Task objective = Among the entries that follow, find every line with the word "bush" and copy it.
________________
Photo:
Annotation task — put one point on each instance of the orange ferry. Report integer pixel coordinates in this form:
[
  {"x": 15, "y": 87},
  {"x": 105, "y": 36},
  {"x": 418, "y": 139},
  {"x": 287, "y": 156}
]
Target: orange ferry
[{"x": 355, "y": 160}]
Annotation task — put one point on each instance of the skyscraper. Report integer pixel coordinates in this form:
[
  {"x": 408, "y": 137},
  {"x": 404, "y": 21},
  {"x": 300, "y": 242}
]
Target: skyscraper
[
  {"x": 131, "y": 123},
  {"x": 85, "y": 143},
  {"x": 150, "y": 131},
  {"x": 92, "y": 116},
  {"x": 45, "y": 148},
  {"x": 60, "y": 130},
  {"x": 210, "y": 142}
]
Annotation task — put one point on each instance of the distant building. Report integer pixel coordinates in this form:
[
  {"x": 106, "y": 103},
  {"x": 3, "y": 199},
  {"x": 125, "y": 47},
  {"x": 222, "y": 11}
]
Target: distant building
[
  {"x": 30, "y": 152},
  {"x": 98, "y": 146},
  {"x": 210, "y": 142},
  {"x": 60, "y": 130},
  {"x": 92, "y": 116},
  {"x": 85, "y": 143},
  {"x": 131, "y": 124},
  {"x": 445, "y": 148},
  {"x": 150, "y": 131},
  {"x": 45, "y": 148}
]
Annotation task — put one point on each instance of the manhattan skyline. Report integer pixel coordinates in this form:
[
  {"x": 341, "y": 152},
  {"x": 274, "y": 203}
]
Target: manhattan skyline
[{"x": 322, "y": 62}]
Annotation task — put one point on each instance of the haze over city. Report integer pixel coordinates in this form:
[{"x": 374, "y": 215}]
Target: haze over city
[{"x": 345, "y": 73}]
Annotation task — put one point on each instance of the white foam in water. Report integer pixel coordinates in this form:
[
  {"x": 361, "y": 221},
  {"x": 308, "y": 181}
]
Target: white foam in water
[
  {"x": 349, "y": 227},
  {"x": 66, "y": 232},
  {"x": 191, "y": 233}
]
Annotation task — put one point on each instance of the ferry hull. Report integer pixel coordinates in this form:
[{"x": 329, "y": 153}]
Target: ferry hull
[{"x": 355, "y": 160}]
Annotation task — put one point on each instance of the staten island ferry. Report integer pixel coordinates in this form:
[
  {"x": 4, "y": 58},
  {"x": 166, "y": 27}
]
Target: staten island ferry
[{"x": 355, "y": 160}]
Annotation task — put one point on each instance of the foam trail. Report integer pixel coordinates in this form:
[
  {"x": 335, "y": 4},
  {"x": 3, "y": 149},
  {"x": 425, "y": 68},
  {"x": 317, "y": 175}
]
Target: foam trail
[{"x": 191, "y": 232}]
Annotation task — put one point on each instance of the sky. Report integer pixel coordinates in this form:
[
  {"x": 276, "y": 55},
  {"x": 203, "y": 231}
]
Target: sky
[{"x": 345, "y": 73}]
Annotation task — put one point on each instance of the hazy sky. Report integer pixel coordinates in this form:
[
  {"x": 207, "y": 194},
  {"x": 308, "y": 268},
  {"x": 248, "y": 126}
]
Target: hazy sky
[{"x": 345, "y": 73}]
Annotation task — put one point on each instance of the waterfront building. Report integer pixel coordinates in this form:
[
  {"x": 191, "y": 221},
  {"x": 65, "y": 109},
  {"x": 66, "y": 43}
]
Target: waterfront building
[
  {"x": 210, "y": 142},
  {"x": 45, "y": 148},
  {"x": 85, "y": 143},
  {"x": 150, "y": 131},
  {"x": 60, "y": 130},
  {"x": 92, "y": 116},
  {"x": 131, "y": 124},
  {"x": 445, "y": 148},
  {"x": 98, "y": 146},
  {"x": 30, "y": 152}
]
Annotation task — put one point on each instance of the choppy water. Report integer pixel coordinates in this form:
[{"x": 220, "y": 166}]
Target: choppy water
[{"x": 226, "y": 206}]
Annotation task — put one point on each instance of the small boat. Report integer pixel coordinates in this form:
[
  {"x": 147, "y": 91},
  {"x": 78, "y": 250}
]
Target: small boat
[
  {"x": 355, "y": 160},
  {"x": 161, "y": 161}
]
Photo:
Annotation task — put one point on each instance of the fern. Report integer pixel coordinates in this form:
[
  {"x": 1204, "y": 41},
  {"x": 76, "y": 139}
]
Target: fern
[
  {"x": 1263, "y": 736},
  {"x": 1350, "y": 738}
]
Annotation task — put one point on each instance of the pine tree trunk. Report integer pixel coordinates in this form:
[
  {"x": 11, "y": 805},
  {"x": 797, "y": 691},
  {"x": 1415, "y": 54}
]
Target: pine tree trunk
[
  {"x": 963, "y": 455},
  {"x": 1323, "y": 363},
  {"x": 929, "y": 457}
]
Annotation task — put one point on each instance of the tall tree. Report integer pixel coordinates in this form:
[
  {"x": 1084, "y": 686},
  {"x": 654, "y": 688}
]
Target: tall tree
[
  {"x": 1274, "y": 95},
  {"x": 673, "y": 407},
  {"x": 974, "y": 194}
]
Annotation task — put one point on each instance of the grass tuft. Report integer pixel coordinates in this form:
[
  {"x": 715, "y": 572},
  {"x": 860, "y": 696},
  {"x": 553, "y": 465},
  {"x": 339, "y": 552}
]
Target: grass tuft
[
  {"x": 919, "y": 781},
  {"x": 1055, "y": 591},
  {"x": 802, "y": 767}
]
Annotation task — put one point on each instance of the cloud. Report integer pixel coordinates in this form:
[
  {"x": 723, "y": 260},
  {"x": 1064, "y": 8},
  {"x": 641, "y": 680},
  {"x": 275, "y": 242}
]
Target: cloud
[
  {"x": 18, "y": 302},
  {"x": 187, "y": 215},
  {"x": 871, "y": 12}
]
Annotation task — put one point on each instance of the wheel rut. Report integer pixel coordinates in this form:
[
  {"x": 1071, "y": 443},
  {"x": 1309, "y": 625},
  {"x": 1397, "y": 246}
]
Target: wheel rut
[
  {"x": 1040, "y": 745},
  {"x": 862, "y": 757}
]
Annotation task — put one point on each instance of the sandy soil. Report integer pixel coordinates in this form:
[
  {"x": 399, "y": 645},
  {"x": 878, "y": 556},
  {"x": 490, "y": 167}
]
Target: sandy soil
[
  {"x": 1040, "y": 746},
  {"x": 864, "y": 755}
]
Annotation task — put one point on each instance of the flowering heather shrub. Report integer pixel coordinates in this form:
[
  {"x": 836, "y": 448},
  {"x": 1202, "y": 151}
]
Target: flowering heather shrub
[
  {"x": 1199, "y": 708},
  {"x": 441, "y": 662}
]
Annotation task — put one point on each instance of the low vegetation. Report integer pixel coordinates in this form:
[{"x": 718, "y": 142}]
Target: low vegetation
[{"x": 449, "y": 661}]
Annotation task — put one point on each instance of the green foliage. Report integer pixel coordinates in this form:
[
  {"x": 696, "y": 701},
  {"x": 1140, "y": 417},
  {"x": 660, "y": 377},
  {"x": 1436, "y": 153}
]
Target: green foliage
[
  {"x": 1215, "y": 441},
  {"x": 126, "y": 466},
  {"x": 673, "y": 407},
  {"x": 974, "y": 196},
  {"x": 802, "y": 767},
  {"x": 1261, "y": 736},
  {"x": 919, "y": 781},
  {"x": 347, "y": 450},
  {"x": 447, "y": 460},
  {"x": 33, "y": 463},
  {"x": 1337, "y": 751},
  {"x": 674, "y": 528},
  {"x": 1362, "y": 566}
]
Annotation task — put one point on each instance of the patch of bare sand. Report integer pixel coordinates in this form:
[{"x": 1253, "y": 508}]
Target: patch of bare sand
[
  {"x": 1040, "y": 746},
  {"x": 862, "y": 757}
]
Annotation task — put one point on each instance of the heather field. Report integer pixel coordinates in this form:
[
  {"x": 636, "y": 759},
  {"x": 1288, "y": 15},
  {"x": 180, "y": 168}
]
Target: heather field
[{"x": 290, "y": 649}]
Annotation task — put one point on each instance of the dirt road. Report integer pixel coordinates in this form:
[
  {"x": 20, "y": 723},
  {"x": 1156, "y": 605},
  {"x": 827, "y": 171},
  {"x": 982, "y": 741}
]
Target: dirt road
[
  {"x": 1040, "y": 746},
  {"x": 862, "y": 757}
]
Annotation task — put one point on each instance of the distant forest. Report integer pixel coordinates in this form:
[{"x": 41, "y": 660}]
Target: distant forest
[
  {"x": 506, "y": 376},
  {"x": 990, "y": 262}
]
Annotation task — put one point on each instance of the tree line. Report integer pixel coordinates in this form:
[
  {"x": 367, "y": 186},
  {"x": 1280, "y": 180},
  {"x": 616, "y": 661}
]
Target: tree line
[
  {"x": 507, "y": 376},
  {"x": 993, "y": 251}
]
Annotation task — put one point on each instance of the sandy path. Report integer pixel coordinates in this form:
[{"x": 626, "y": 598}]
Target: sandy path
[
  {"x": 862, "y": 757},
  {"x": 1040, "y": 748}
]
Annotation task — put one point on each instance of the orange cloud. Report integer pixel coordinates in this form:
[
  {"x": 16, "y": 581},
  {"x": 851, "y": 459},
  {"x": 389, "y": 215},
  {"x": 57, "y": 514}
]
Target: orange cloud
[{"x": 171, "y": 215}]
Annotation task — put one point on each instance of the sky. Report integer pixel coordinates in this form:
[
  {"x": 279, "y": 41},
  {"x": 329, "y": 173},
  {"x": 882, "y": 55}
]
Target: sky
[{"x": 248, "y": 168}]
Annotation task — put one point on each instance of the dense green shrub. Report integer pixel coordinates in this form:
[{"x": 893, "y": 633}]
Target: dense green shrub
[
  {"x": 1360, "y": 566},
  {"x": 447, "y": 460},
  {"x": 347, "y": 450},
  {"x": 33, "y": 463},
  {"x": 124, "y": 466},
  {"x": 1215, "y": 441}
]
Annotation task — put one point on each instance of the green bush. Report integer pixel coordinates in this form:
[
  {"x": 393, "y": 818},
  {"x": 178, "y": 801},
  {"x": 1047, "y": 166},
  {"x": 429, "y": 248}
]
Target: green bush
________________
Finished exercise =
Annotation task — put one point on each instance of the green bush. Report integer pixel coordinates in this form:
Target: green bush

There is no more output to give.